◆ TASK TO COMPLETE ◆
Copy the rows from the line with "Reviewer note: make sure each instance of the driver" up to and including the line with "[(213, 122)]", substituting "wing mirror" for "side mirror" and leaving everything else unchanged.

# Start of RECORD EXTRACTS

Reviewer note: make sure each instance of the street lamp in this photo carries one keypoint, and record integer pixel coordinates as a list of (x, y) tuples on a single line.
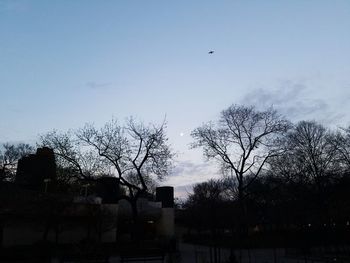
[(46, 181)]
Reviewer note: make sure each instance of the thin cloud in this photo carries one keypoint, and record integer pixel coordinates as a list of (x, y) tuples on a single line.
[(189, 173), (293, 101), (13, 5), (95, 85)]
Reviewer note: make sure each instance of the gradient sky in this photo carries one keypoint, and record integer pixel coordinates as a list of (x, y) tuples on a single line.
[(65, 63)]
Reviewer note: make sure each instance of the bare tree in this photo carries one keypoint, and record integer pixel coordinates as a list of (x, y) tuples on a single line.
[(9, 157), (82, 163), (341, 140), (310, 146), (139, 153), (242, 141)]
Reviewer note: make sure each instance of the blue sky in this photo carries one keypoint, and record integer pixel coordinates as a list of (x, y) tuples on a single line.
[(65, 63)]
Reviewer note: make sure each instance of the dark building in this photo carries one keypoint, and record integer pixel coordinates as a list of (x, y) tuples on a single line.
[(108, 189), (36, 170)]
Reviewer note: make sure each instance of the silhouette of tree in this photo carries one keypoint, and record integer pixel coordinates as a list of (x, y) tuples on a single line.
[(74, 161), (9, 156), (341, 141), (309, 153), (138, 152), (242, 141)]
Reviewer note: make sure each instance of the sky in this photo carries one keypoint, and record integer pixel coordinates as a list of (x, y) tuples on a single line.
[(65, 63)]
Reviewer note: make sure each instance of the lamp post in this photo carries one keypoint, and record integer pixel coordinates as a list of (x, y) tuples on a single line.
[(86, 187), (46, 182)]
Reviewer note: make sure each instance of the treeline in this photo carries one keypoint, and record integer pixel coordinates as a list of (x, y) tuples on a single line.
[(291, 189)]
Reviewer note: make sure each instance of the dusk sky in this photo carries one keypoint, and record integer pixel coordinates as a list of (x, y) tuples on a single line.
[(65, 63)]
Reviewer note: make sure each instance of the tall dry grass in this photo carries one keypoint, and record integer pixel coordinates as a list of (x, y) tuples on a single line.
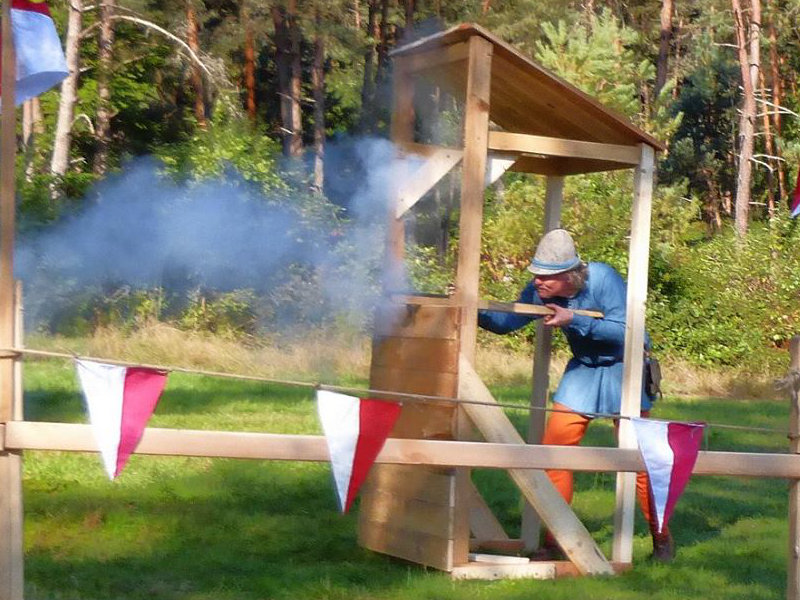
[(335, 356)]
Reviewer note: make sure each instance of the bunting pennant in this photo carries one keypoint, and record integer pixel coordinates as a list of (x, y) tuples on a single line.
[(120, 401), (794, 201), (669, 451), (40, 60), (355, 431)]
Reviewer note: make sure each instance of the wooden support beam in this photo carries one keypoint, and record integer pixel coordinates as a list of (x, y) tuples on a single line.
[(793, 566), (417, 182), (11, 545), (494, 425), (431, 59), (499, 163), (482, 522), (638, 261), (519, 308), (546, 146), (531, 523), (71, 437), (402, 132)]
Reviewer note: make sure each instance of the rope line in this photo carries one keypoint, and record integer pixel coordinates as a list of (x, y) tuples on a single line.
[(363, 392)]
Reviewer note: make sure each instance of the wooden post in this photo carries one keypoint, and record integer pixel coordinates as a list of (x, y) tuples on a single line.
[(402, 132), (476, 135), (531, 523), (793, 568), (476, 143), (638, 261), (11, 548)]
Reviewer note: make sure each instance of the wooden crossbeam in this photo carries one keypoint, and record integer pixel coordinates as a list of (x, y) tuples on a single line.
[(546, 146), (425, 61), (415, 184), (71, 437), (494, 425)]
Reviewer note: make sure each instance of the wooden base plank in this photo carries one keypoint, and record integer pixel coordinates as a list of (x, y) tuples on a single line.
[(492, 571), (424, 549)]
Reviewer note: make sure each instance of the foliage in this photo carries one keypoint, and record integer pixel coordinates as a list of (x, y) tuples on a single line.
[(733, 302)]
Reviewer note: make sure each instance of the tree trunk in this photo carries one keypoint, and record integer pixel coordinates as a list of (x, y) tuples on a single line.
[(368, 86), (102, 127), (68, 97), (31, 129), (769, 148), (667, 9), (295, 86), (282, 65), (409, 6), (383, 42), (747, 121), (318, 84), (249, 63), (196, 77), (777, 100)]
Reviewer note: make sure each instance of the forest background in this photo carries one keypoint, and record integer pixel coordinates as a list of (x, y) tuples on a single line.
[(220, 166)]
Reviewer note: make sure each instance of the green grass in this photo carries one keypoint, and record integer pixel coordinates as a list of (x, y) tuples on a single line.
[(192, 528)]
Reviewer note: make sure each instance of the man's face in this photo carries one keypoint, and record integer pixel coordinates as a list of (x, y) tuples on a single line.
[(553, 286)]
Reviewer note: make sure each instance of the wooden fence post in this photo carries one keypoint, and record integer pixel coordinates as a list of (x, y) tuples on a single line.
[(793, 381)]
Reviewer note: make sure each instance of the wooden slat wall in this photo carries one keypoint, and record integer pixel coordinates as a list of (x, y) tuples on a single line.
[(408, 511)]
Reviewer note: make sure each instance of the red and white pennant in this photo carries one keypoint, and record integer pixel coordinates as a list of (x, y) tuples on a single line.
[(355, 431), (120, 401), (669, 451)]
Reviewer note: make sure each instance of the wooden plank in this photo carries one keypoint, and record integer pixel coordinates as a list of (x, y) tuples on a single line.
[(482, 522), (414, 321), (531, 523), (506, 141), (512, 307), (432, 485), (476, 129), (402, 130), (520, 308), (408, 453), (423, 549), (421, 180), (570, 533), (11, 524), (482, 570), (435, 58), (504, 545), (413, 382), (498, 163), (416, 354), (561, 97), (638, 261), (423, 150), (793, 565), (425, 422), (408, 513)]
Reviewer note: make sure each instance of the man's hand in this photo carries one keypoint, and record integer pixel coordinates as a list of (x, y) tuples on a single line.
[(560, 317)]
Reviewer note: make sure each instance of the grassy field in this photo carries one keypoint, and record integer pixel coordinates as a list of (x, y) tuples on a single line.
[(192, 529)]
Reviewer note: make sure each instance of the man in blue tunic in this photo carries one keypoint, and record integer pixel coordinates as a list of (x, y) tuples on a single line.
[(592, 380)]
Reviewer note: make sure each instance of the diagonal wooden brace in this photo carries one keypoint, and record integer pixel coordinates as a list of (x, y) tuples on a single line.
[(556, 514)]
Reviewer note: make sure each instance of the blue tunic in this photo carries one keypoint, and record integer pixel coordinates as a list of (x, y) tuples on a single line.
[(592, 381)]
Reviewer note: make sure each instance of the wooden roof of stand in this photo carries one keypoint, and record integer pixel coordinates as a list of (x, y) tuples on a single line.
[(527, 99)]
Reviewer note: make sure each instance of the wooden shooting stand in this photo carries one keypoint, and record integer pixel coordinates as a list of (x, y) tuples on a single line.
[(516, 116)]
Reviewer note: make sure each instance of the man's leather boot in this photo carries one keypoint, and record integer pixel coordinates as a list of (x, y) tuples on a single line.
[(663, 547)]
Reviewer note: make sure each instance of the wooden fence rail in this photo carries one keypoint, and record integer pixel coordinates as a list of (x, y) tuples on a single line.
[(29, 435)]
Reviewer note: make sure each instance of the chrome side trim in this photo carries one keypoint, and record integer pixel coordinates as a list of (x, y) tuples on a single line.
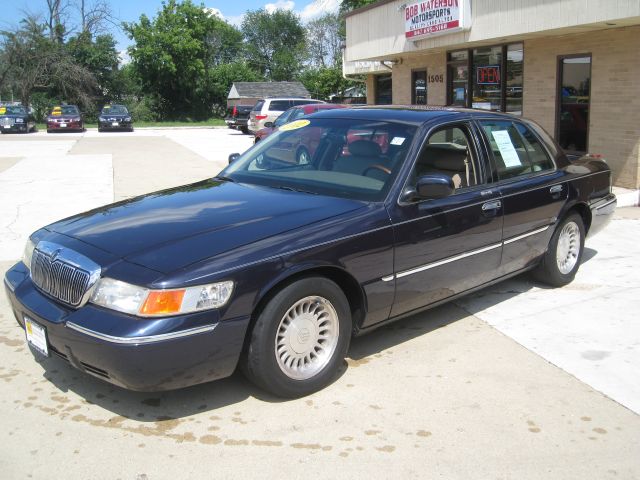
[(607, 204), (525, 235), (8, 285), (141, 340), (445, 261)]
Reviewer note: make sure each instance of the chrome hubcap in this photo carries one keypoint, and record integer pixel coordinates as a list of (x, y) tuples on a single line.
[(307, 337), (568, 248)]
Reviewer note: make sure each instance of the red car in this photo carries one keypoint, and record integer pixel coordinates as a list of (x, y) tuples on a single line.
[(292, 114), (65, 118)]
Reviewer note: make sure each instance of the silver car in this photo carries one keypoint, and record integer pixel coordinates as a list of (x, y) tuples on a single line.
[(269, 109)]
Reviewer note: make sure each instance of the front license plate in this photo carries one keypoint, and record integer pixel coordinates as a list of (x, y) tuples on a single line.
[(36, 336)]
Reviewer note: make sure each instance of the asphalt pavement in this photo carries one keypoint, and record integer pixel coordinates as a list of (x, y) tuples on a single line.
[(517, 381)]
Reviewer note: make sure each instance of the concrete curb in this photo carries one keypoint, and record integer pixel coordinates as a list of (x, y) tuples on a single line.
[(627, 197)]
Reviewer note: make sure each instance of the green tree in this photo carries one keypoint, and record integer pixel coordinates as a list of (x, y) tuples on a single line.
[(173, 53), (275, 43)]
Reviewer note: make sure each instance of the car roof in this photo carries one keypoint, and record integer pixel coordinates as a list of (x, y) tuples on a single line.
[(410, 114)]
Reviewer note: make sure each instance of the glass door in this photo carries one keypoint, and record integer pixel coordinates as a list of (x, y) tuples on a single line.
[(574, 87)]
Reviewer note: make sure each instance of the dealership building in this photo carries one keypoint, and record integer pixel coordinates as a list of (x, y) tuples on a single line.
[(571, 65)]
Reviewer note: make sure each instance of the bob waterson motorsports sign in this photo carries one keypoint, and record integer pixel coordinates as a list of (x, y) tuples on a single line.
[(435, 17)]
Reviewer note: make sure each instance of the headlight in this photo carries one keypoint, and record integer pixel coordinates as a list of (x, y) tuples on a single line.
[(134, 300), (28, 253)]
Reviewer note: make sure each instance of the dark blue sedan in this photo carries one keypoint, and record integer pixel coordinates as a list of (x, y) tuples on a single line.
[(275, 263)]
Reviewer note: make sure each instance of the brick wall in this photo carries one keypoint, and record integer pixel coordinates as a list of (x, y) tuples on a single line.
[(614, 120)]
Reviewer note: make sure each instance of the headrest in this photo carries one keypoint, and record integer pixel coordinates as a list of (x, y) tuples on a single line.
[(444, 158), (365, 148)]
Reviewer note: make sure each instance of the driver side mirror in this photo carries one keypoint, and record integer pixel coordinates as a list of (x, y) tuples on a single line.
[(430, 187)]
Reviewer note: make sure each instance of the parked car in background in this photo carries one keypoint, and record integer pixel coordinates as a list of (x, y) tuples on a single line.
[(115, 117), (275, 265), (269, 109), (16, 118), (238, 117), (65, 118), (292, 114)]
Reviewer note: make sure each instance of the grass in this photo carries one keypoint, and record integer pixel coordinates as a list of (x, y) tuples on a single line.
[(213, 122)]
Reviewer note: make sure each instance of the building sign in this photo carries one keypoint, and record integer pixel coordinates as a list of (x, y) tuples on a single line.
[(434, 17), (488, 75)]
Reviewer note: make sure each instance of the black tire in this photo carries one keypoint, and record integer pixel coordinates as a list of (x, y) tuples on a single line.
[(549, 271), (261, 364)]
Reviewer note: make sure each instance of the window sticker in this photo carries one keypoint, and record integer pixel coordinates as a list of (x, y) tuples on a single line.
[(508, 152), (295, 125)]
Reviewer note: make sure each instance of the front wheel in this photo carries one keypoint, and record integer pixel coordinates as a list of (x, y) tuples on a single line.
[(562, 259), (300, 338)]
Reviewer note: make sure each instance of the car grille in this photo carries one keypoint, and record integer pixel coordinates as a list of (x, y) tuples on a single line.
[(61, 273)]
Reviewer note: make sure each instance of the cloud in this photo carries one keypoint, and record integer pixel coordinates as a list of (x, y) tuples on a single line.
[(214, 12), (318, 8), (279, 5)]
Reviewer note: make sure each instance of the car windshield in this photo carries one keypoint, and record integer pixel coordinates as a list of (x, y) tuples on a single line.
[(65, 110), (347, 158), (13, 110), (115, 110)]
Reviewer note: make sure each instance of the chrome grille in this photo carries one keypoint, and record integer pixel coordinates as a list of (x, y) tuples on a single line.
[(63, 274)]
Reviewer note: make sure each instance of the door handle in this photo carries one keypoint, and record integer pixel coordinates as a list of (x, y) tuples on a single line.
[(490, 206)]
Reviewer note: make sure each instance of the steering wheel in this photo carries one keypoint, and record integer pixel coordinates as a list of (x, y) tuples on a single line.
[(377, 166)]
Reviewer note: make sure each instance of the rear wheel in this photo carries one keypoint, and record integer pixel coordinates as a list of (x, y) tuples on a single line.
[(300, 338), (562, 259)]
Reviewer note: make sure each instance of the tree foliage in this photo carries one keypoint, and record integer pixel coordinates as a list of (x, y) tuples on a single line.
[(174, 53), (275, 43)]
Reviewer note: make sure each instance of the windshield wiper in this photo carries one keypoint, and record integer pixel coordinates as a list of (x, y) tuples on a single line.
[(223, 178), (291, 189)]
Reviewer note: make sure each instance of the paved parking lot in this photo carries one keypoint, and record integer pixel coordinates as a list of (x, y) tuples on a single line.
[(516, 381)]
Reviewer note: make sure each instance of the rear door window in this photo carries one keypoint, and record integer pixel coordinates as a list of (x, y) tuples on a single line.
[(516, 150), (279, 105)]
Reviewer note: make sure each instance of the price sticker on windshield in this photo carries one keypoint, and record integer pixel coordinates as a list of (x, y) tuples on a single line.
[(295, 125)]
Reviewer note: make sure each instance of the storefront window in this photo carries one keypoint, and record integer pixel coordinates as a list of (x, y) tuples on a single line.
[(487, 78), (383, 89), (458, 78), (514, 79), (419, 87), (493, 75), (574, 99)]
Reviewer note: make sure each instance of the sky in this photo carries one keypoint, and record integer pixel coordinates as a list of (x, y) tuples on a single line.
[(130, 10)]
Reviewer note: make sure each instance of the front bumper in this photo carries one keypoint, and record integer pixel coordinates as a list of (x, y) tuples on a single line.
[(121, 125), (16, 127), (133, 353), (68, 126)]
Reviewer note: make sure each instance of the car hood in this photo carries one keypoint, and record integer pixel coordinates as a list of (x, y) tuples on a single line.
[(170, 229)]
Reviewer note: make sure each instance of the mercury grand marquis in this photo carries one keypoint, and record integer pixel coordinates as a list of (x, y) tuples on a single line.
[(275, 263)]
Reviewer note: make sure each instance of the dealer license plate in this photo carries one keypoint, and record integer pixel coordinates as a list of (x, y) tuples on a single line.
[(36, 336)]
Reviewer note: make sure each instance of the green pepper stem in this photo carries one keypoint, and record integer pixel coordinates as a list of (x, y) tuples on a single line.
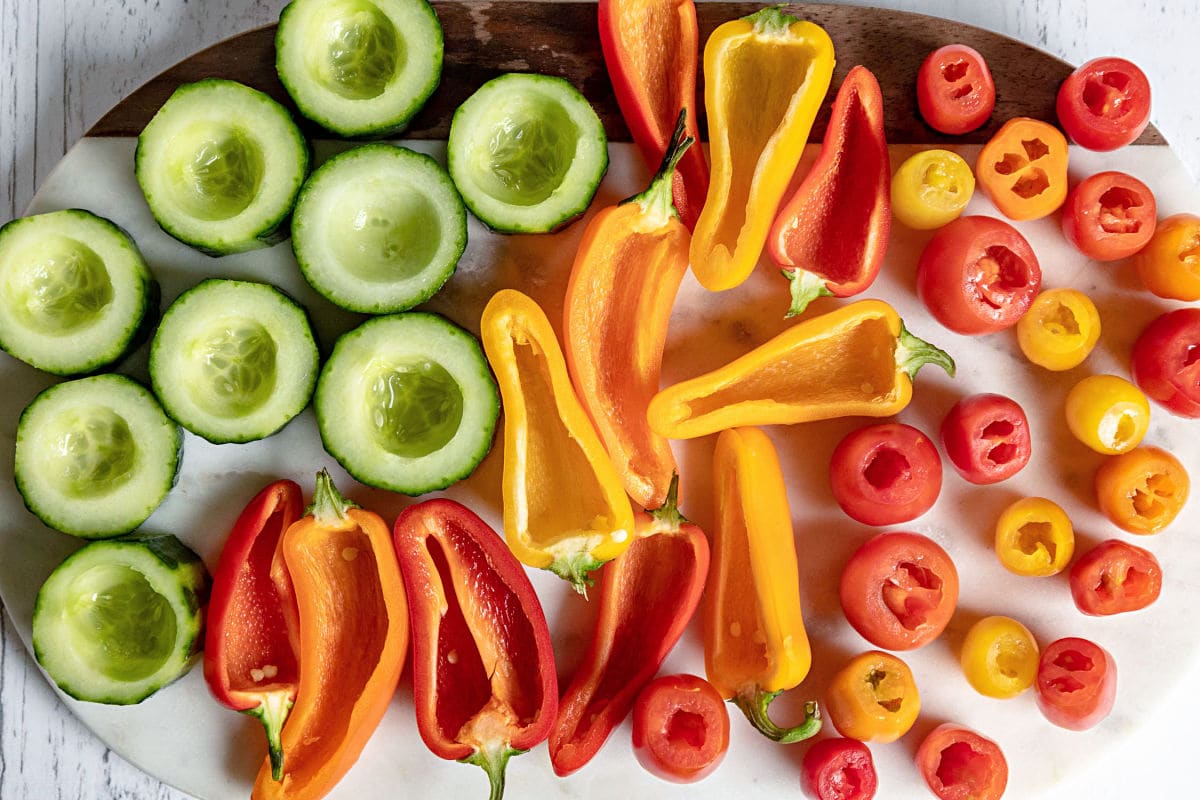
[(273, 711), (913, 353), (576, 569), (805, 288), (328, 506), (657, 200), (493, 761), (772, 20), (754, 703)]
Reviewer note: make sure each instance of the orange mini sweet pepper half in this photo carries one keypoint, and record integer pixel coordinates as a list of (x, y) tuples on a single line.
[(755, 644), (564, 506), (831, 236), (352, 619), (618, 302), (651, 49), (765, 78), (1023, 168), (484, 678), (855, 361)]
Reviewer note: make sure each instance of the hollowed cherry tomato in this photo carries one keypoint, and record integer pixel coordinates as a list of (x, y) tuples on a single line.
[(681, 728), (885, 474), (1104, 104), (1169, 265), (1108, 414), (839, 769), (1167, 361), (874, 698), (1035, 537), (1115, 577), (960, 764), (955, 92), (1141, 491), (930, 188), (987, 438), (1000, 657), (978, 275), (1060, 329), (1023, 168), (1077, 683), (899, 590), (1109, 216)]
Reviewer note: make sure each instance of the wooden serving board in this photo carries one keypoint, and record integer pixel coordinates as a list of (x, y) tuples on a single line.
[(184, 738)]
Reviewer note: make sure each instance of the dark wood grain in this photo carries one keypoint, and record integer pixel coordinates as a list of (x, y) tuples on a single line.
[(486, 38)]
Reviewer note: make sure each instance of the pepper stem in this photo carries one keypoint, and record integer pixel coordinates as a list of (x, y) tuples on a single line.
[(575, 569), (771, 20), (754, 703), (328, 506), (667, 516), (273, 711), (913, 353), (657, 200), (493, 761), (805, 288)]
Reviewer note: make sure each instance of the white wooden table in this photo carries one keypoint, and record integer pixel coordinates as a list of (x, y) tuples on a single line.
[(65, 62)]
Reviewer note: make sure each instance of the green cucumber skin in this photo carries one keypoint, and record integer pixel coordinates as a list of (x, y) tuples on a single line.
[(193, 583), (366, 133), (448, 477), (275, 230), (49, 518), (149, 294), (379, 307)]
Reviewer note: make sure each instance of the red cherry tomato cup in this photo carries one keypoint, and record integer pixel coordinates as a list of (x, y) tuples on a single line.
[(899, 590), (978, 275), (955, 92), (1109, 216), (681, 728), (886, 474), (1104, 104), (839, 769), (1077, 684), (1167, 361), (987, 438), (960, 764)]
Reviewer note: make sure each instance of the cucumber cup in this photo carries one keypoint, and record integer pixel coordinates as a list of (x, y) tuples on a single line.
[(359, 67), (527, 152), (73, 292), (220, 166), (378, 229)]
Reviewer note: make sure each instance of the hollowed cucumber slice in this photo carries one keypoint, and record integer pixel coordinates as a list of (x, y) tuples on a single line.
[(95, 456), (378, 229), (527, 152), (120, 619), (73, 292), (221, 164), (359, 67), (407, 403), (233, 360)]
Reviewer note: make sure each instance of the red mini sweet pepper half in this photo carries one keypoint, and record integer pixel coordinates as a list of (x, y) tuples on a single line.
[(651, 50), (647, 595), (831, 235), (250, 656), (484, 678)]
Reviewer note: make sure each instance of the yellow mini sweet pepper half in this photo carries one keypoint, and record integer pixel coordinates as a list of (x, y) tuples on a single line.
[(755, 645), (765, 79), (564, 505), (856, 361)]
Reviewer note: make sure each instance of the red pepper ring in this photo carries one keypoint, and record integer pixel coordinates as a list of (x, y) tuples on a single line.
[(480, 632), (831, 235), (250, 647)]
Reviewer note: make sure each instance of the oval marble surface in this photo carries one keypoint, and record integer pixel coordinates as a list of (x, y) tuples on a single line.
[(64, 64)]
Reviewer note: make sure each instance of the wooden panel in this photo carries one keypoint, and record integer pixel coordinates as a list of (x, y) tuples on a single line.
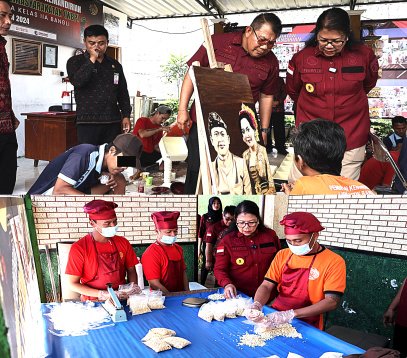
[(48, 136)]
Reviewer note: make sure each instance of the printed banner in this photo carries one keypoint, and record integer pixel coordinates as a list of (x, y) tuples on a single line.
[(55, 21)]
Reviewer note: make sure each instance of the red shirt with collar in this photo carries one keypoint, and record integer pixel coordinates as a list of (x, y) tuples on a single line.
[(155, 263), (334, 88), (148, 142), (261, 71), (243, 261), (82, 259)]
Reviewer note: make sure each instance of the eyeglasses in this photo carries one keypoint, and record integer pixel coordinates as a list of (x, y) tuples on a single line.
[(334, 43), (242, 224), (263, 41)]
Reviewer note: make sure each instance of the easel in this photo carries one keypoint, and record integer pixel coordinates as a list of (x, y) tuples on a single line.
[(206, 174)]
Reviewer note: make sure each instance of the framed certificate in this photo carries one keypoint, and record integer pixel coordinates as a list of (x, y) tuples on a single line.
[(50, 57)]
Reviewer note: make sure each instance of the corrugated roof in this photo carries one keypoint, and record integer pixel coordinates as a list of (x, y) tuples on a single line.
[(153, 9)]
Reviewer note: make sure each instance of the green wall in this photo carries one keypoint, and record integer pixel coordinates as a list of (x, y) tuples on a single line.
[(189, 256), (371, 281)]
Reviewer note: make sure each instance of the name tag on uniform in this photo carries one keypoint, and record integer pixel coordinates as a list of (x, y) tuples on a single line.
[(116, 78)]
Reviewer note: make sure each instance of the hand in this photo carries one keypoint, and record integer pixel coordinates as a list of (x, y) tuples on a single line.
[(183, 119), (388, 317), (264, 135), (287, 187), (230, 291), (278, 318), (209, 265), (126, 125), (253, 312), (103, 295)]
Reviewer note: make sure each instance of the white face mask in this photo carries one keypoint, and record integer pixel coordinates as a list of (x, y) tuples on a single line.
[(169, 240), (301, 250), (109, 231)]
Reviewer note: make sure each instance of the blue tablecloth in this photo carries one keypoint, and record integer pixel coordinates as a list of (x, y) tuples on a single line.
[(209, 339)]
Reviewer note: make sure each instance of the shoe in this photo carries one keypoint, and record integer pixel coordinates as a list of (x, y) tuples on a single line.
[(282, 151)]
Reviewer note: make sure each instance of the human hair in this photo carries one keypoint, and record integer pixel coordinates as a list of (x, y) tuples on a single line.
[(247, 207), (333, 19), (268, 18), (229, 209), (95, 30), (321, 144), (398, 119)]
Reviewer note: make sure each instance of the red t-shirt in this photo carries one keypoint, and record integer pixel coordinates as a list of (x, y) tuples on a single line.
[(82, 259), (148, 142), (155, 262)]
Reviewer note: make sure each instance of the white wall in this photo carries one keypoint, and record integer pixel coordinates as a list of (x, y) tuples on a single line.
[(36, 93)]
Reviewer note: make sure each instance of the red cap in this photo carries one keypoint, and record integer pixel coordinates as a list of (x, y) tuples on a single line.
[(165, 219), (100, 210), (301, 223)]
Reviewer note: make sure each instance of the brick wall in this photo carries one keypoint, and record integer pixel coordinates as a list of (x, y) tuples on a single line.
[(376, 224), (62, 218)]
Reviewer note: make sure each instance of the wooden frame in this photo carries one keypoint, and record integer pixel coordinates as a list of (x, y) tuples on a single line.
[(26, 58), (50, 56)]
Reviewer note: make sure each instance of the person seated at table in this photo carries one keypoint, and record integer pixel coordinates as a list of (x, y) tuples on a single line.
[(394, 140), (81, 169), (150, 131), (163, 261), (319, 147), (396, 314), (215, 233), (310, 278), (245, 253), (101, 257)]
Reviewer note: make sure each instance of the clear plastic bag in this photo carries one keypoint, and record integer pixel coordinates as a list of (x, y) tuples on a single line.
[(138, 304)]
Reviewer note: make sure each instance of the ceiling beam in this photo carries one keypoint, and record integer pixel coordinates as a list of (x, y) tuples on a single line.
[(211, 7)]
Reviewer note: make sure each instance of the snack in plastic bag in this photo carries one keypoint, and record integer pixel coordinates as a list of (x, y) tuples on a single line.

# End of RECORD EXTRACTS

◆ TASK RESPONSE ◆
Reviewer note: make sure each instance of the driver wing mirror in this photo carries one keypoint, and record integer pixel coordinates as a list of (x, y) tuples on a single line.
[(430, 187)]
Reviewer note: make sure each instance of the parked car in background in this photo carries one keypoint, and record integer pixel coordinates as a list of (x, y) tuples on a single line.
[(115, 117), (275, 265), (269, 109), (16, 118), (238, 117), (65, 118), (292, 114)]
Reviewer note: make sure each instance of the grass in this photo carries one keypoint, and record integer pixel coordinates as a list of (x, y) tuples on a single line.
[(213, 122)]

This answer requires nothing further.